Start of Document segment
Japan and China Selling Bonds Made Trump Reverse Tariff

Real Causes For Trump Backtracking

On April 9, 2025, Donald Trump’s dumb ass executed a familiar maneuver: suspend the heat for some political allies and his inner circle of cronies, escalate the fire on rivals. In this case, he offered a 90-day pause on reciprocal tariffs for most countries—except China and the European Union (since they also did retaliate), which saw its tariffs leap to 125%. The move reasserts an aggressive U.S. trade posture while attempting to frame the U.S. as a benevolent hegemon to aligned nations.

The U.S. Treasury basically collapsed or buckled under the weight of the announcement, filled with contradictions and stupid assertions about people kissing Trump’s ass. Despite this grandiosity, US T bills recorded the worst bond selloff since the pandemic, with long-term yields spiking in a three-day window not seen since 2001. Bloomberg noted that risk-adjusted spreads were violently repriced, reflecting traders’ flight from risk and anticipation of deeper financial turmoil.

Collateral Damage: From Tokyo to Sydney

The bond market chaos didn’t stay confined to the U.S.

• Japan’s government bonds nosedived as global investors backed away from uncertainty.

• Australia and other Asian markets also felt the tremors.

• Even as China’s bond market showed signs of resilience, the U.S. stance signals a deepening decoupling, not just economically but ideologically.

Bloomberg flags the risk of global economic bifurcation, as the U.S. presses ahead with hardened trade lines, while China fortifies its internal economic architecture.

Users from various segments of the political spectrum have taken to platforms like Blue Sky to criticize the former president’s recent decisions, especially his retreat from imposing higher tariffs amid growing pressure.

One commenter reflected on their initial impression of Trump’s book, asserting that it painted him as “a pompous asshole”—a sentiment that has resurfaced as his economic policies are called into question. They lamented, “He is a malignant tumor that just won’t go away,” highlighting the ongoing divisiveness his presidency continues to evoke.
End of Document segment
**Tasks and exercises**
• A. According to the tariff article, how long was the pause on reciprocal tariffs that Trump offered on April 9, 2025?
• B. Please carry on the tariff article from the end of its final paragraph.
Start of Listed entries
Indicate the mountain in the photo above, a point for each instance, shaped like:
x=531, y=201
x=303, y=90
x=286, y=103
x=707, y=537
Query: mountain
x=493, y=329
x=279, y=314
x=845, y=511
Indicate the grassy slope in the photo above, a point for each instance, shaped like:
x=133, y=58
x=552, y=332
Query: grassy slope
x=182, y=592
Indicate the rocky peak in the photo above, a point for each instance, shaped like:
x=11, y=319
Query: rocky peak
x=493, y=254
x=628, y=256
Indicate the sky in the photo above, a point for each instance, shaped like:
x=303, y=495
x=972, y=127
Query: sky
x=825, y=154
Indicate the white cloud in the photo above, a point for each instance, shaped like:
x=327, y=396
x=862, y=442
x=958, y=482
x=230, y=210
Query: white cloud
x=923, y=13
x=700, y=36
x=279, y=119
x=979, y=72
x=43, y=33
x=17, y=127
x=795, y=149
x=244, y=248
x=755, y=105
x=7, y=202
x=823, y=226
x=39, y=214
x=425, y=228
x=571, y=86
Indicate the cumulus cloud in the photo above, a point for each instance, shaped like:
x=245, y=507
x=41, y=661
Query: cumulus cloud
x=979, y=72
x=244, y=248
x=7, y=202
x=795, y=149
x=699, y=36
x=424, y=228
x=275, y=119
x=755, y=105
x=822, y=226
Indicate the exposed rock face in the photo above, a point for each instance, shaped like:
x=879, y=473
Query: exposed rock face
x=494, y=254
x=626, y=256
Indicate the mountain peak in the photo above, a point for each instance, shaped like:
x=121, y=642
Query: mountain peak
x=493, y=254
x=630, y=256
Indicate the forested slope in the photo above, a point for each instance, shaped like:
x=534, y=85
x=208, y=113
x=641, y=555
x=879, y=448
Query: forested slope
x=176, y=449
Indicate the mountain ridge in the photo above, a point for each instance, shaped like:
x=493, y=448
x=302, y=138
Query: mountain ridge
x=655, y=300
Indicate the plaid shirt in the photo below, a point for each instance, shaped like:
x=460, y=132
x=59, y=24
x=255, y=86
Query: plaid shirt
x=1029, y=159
End of Listed entries
**Answers for the exercise**
• A. 90 days.

• B.
Further raising eyebrows was a statement from Karoline Leavitt, the White House Press Secretary, who challenged the media narrative asserting that Trump had backed down. She claimed, “You clearly failed to see what President Trump is doing here,” reiterating that those who criticized him “missed the art of the deal.” Critics, however, have responded with skepticism, pointing to Trump’s decisions resulting in considerable financial setbacks for middle-class Americans, saying the supposed “art” has primarily benefited the wealthy. In a pointed remark, one critic mused, “Isn’t insider trading with a bad comb-over the very definition of Trump’s Art of the Deal?”

Trump’s supposed business acumen comes at the expense of economic stability for ordinary citizens, as retirement funds and stock market investments feel the pinch from volatile policies. I suspect the rebound hasn’t fully compensated anyone’s stock portfolio or market driven retirement fund.

The debate has intensified with references to several economic indicators. For instance, the Dow Jones has reportedly fallen by 9.5% since the beginning of the year, prompting commentary on the apparent disconnect between Trump’s bravado about his negotiation skills and the reality of the market’s performance.